═══ DATASET ENTRIES ═══

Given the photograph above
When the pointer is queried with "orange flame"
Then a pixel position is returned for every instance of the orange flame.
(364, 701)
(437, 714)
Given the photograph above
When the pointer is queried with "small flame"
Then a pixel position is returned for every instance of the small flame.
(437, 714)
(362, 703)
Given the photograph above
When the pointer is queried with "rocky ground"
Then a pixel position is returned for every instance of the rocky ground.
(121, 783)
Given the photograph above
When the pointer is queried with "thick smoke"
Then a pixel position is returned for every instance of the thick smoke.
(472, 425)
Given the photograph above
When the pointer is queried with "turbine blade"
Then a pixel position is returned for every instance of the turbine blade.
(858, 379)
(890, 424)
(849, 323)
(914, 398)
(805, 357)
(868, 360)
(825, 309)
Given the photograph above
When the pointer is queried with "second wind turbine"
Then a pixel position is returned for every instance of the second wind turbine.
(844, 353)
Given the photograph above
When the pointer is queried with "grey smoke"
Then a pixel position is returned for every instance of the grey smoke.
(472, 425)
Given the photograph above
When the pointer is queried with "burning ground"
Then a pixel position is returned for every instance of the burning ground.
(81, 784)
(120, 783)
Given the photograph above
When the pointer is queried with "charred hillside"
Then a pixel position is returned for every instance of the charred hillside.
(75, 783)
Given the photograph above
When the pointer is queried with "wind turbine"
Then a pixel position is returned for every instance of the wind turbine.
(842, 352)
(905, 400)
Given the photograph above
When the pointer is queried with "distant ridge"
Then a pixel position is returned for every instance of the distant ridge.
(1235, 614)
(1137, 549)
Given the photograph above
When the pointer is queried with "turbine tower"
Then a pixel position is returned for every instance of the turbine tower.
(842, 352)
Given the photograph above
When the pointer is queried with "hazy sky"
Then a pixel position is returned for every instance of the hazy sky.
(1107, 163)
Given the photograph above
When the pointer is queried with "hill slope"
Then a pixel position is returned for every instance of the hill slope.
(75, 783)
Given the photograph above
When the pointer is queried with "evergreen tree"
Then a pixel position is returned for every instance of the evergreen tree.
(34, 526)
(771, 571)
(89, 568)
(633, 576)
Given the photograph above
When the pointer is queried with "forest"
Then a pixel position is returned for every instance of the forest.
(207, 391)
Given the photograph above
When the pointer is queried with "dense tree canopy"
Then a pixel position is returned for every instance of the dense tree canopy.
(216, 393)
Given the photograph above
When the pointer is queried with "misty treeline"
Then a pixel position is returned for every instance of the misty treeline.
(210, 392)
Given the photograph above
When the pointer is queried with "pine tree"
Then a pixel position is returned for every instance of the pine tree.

═══

* _TASK DETAILS_
Copy the entries word for word. Leave nothing out.

* _ANSWER TO THIS TASK_
Given the photograph above
When the pointer is queried with "orange flame"
Then a pixel position is returned for every instance of the orange flame.
(364, 701)
(437, 714)
Given the photograph above
When the pointer is queried with "small flame"
Then a pixel position is returned for every instance of the small flame.
(437, 714)
(362, 703)
Given the photograph above
When the pointer is queried with "rocky ground"
Then a pixel position is returned for every instance of the rocky ground.
(121, 783)
Given the photograph above
When the pointer is queried with "thick smoke"
Then a pixel position is returned for every instance of the thick smoke.
(472, 425)
Given the photograph above
When the pointer is queried with "turbine blade"
Then a pixel position is returned for every instance of the turbine blade.
(858, 379)
(890, 424)
(849, 323)
(914, 398)
(805, 357)
(868, 360)
(825, 309)
Given the photograph above
When the pointer is queried with "second wind turbine"
Then a pixel position is returned for every instance of the second wind turbine.
(844, 353)
Given the photograph above
When the pointer is queried with "grey smoke"
Then a pixel position is returned for every instance of the grey smoke.
(472, 425)
Given the photograph above
When the pointer is queried with "burning ground"
Then a pixel position is returned for every instance of the burning ground.
(81, 784)
(120, 783)
Given the photograph above
When the pointer is queried with "charred hillside"
Then a pixel position is returned for every instance of the charred hillside.
(75, 783)
Given the photograph above
When the pointer is queried with "wind turbine"
Then a pixel position is returned for every instance of the wind turbine.
(842, 352)
(905, 400)
Given the photograph above
When the pointer is queried with "distant ridge"
Then a pixel position is returned for every instance of the distant ridge.
(1235, 614)
(1137, 549)
Given the photograph above
When the pointer is queried with "turbine tower"
Then a pixel position is returned for every instance of the turbine tower.
(842, 352)
Given the photograph above
When the pointer is queried with "hazy sky"
Then a pixel position is returned for every instance of the hazy sky.
(1107, 163)
Given the photograph above
When the pointer is queried with "hill slope"
Then a pixel position is returned for every instance of the hill slope.
(75, 783)
Given the photograph above
When the pointer is queried with "evergreen tree"
Then a pixel position is returned for every instance of the evergreen tree.
(34, 526)
(771, 571)
(89, 568)
(633, 576)
Given the photograph above
When the pointer is queried with "forest"
Then a pixel position is returned for every instance of the forest.
(207, 391)
Given the photograph above
When the pointer is queried with "dense tree canopy"
Then a pixel position is returned for every instance of the dense tree canopy.
(216, 393)
Given the photograph above
When the pointer is queried with "misty treeline"
Then a pixel position is returned for every instance of the misty treeline.
(210, 392)
Given the photograph above
When the pointer is queried with "pine tree"
Then a pixel position is returned for every instance of the pine tree.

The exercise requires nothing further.